● **What is needed**: Collect every line in the entries below that contains the word "road". Copy each of those lines in full.

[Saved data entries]
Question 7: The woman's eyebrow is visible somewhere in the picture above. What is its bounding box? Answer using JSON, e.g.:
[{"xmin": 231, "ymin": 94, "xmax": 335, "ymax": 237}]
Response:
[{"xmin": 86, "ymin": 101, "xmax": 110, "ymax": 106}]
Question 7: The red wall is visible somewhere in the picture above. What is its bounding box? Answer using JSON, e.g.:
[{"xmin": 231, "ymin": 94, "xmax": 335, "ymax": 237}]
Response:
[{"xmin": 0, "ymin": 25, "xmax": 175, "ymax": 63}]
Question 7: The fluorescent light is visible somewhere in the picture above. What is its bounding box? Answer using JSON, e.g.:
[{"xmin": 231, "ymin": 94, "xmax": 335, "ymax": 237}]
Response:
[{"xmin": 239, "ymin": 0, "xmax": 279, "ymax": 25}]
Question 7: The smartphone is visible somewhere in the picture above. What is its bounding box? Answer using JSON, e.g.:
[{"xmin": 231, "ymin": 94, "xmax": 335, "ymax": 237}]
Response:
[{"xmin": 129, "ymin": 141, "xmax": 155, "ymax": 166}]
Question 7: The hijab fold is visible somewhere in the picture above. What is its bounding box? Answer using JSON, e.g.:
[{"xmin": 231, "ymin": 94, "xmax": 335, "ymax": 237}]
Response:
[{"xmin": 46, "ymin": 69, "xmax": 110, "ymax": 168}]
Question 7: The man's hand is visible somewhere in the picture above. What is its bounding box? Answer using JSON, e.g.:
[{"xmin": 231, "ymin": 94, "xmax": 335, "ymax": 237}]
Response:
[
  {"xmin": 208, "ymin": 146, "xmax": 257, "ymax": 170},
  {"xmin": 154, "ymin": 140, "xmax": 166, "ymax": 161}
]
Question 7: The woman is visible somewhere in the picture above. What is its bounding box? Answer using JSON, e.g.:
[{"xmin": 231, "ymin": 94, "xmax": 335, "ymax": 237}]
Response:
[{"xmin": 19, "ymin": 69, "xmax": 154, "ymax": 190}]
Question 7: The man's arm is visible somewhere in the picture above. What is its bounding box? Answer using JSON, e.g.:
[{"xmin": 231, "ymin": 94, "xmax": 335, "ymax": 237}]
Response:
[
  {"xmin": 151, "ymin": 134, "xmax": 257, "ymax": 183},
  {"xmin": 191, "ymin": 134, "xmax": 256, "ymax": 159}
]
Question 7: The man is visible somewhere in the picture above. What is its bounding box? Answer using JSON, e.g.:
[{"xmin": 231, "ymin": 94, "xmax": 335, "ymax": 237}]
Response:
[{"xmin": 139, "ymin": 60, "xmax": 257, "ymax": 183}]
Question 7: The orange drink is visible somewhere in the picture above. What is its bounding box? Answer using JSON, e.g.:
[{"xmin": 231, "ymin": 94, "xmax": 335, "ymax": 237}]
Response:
...
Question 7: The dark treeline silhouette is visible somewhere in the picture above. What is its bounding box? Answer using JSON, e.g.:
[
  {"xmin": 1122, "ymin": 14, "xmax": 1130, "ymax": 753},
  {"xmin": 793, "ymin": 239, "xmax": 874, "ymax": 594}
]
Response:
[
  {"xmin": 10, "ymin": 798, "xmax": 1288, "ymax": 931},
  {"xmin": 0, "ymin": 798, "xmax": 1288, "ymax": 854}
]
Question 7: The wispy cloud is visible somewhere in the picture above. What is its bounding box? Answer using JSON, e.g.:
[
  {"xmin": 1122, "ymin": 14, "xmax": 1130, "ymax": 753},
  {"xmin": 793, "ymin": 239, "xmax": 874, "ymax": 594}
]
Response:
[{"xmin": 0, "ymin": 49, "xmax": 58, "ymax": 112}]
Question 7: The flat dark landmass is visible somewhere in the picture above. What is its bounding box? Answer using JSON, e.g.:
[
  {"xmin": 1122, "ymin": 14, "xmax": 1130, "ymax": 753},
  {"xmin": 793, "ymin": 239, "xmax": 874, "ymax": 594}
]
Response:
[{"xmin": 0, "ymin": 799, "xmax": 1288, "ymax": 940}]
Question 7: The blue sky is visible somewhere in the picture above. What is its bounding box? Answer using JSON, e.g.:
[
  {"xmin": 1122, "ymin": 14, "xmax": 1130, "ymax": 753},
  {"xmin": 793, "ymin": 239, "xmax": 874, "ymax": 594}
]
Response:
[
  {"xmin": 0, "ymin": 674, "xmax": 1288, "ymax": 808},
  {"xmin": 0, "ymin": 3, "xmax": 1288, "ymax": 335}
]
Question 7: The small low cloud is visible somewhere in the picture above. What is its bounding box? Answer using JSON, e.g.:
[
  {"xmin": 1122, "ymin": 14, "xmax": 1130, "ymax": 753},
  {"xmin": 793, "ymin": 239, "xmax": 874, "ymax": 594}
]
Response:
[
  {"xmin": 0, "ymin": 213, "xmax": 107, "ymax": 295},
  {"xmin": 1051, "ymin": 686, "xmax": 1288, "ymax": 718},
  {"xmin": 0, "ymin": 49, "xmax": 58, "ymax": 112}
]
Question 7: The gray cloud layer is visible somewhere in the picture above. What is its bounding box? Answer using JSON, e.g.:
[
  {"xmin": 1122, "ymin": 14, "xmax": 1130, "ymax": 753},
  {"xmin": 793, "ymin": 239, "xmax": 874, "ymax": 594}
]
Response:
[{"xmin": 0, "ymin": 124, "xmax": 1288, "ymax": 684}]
==
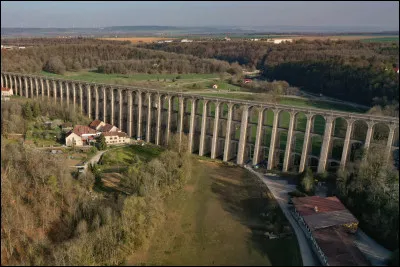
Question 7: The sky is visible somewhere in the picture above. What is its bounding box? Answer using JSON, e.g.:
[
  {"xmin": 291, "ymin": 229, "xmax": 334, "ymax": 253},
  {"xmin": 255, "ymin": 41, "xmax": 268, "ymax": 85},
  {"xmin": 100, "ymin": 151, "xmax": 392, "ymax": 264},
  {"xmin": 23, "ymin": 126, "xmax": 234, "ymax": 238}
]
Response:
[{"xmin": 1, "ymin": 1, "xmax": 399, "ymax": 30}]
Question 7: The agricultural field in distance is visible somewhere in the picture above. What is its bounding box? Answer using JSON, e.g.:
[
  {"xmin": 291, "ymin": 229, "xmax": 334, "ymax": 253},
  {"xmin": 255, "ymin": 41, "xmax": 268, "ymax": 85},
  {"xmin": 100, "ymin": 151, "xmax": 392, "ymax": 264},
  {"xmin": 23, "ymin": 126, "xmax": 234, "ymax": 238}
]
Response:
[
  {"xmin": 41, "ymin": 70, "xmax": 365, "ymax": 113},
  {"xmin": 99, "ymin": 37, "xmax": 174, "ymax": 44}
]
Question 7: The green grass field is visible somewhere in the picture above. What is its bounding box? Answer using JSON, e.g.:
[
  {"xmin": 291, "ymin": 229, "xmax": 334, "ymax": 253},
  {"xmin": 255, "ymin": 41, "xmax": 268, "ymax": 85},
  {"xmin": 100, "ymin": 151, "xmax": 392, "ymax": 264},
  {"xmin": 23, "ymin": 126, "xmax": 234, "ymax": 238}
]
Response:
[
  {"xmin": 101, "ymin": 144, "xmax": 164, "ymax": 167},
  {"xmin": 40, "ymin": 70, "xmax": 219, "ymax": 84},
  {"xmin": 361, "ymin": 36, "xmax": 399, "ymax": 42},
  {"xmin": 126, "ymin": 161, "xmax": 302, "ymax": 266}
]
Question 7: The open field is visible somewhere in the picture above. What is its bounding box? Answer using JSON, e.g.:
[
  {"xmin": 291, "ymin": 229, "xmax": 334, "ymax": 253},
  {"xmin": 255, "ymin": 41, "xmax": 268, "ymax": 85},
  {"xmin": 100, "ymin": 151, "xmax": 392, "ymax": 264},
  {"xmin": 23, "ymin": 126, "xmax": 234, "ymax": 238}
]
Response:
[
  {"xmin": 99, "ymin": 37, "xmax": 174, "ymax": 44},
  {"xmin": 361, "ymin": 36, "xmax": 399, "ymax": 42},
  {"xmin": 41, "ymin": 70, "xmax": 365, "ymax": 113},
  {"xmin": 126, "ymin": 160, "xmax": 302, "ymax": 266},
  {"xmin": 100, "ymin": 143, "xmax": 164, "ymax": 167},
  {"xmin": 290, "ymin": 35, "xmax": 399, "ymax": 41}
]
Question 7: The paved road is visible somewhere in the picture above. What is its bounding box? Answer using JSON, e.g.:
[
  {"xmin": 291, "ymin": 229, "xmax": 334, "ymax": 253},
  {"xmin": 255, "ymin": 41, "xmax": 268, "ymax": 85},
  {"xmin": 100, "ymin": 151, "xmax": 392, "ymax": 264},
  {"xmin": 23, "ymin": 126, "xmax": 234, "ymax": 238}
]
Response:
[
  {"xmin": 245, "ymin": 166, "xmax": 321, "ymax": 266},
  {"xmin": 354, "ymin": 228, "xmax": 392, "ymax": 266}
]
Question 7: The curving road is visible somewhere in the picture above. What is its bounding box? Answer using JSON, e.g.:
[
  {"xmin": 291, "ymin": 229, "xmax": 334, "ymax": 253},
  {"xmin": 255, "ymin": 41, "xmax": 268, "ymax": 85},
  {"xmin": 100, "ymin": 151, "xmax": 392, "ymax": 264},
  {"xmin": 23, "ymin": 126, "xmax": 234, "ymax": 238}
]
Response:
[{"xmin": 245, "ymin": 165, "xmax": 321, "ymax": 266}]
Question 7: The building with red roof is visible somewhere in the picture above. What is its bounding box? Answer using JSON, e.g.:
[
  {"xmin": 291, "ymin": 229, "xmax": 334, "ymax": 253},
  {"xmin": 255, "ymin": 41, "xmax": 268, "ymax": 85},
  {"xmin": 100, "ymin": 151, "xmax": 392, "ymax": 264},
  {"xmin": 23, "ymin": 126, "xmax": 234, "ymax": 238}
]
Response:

● **Result of this exercise**:
Question 7: The paved road is visible somewhere in the picture above. What is its bounding box? Answer using JSON, e.g.:
Question 7: The curving road is visible somewhere in the picture above. What is its bounding box? Answer using JSON, e.g.:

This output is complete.